How does DNA helicase separate duplex DNA?

Answer 27

It binds to ssDNA moves along the strand until in encounters dsDNA whereby it prises the helix apart using ATP hydrolysis.

Question 28

How quickly does DNA helicase prise the duplex DNA apart? bp/second

Answer 28

1000 base pairs per second.

Question 29

What prevents the separated strands of DNA from re-annealing?

Answer 29

Single stranded DNA binding protein.

Question 30

What is SSB (single stranded binding) protein called in eukaryotes?

Answer 30

RPA - replication protein A

Question 31

How does SSB (RPA) prevent re-annealing of the two DNA strands

Answer 31

SSB coats ssDNA and must be stripped away for replication to occur.

Question 32

SSB also prevents secondary structures forming in the ssDNA how does it do this?

Answer 32

By binding not only to the ssDNA but also to the adjacent SSB protein - this is cooperative binding and straightens out the DNA strand.

Question 33

What is the replication fork?

Answer 33

The point at which the two strands of DNA are separated to allow replication of each strand.

Question 34

What is the issue when trying to replicate DNA?

Answer 34

DNA is a double helix, where the strands wrap around each other. This means for the replication fork to advance the helix would have to rotate rapidly.

Question 35

What happens when Circular DNA or Eukaryotic chromosomes unwind?

Answer 35

They are not free to unwind - positive supercoils form ahead of the helicase.

Question 36

What does the formation of supercoils ahead of helicase cause?

Answer 36

Intolerable strain on the DNA - becomes too hard to unwind and must be relaxed.

Question 37

How could the DNA be relaxed?

DATASET:
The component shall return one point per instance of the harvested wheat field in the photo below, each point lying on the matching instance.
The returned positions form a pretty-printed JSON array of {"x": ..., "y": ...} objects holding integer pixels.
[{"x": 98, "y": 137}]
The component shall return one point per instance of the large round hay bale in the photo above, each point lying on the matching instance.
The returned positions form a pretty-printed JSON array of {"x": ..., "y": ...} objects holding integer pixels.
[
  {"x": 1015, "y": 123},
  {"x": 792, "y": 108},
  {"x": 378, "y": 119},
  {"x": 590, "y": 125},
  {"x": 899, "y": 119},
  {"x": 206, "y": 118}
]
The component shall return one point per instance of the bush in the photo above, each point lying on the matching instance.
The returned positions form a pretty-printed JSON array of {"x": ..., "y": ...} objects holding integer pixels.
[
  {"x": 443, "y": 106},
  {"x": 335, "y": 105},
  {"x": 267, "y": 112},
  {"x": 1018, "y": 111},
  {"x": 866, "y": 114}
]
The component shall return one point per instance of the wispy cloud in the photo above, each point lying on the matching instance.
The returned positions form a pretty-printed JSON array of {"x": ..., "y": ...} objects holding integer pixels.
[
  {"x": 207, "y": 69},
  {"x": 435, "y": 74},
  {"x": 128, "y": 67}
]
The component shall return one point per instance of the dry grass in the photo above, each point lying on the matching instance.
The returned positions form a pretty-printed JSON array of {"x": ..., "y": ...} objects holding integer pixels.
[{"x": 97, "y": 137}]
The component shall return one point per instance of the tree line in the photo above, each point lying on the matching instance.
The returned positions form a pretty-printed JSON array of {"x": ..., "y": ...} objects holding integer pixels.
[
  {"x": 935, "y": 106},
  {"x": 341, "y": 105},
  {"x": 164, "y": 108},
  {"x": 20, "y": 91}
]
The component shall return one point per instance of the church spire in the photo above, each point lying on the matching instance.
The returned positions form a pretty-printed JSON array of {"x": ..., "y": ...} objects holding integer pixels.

TASK 1:
In the DNA replication text, what is single stranded binding protein called in eukaryotes?
TASK 2:
From the DNA replication text, quote the passage that opens with the words containing "What prevents the" and closes with "called in eukaryotes?".
TASK 3:
Write what comes next in the DNA replication text, picking up after its final line.

TASK ANSWER 1:
RPA (replication protein A).

TASK ANSWER 2:
What prevents the separated strands of DNA from re-annealing?

Answer 29

Single stranded DNA binding protein.

Question 30

What is SSB (single stranded binding) protein called in eukaryotes?

TASK ANSWER 3:
Answer 37

If there was some form swivel that allowed the strands to rotate. (suggested by John Cairns 1963)

Question 38

What would allow DNA to rotate (swivel)?

Answer 38

A nick in one of the strands phosphodiester bonds the other could swivel round.

Question 39

What enzyme produces this nick in one the DNA strands?

Answer 39

Topoisomerase.

Question 40

Do bacteria, Archaea and eukaryotes all produce topoisomerase enzymes?

Answer 40

Yes.

Question 41

How many classes of topoisomerase are there?

Answer 41

2 classes - topoisomerase I and topoisomerase II.

Question 42

Explain the difference between topoisomerase I and topoisomerase II?

Answer 42

topoisomerase I - makes ss breaks.

topoisomerase II - makes staggered ds breaks.

Question 43

Which residue is the active site of topoisomerase I?

Answer 43

Tyrosine.

Question 44

Explain how topoisomerase I causes a break in the ssDNA?

Answer 44

It covalently attaches to the DNA’s 5’ phosphate group resulting in the breakage of the phosphodiester linkage in the DNA strand. The two strands can now rotate relative to each other and this relieves the accumulated strain.

Question 45

How is the DNA strand reformed by topoisomerase I?

Answer 45

The original phosphodiester bond energy is stored in the phospho-tyrosine linkage making the reaction reversible. The phosphodiester bond spontaneously reforms, this regenerates the DNA helix and topoisomerase I.

Question 46

What is the main problem with DNA polymerase in DNA replication?

Answer 46

It cannot initiate synthesis it can only add nucleotides to the 3’ end.

Question 47

Which enzyme initiates synthesis of a new DNA strand?

Answer 47

DNA primase.

Question 48

How does DNA primase initiate replication?

Answer 48

It catalyses synthesis of a short RNA primer at the origin of replication, then stops. (Unlike DNA polymerase, it can start a new polynucleotide chain by joining two ribonucleotides together).

Question 49

What are DNA helicase and DNA primase together called?

Answer 49

Primosome.

Question 50

What is the τ subunit for in DNA polymerase III?

Answer 50

Dimerisation of the core polymerases.

Question 51

Why is DNA polymerase III more processive than DNA polymerase I?

Answer 51

The high processivity is provided by the β subunits of DNA polymerase III, which encircle the DNA and act like a clamp that keeps the DNA polymerase III complex tethered to the DNA template during elongation.

Question 52

How do eukaryotes overcome the problem of replicating such a large genome in a reasonable time frame?

Answer 52

By having multiple origins of replication, spaced about 30,000 base pairs apart.